Compute how many lines below contain the word "pendant" and respond with that number only.
=-=-=
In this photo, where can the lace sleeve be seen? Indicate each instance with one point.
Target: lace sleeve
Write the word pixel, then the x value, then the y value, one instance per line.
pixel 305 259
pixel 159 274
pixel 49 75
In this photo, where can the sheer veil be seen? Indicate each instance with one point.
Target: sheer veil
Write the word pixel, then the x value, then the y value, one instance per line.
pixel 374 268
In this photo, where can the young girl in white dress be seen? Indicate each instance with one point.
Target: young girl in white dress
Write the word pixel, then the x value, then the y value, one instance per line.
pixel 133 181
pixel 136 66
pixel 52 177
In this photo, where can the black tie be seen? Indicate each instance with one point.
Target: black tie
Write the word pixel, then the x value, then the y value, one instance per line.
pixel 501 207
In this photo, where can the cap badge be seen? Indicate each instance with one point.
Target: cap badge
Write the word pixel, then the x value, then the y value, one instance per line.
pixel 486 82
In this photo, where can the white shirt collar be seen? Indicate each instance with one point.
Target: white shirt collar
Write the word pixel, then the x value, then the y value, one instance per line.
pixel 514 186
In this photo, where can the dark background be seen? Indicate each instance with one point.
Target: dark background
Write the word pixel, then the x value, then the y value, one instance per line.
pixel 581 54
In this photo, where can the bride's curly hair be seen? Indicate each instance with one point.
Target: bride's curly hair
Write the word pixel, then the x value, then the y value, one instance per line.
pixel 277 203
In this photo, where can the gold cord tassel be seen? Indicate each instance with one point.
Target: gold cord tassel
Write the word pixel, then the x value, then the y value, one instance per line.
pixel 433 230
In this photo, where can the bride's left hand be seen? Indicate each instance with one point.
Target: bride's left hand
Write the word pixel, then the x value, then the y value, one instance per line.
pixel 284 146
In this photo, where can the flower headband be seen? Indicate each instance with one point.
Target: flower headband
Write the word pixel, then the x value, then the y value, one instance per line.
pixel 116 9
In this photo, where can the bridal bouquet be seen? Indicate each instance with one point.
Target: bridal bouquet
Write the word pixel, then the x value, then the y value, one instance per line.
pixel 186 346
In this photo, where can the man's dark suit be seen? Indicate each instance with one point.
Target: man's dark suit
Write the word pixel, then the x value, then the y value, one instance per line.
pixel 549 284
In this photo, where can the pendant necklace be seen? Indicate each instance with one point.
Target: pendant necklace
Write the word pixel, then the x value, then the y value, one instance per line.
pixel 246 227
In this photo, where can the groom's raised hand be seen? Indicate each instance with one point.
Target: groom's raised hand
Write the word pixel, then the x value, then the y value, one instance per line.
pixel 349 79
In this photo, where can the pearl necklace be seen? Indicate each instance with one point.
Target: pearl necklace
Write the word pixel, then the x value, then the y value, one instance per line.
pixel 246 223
=-=-=
COMPLETED EXERCISE: 2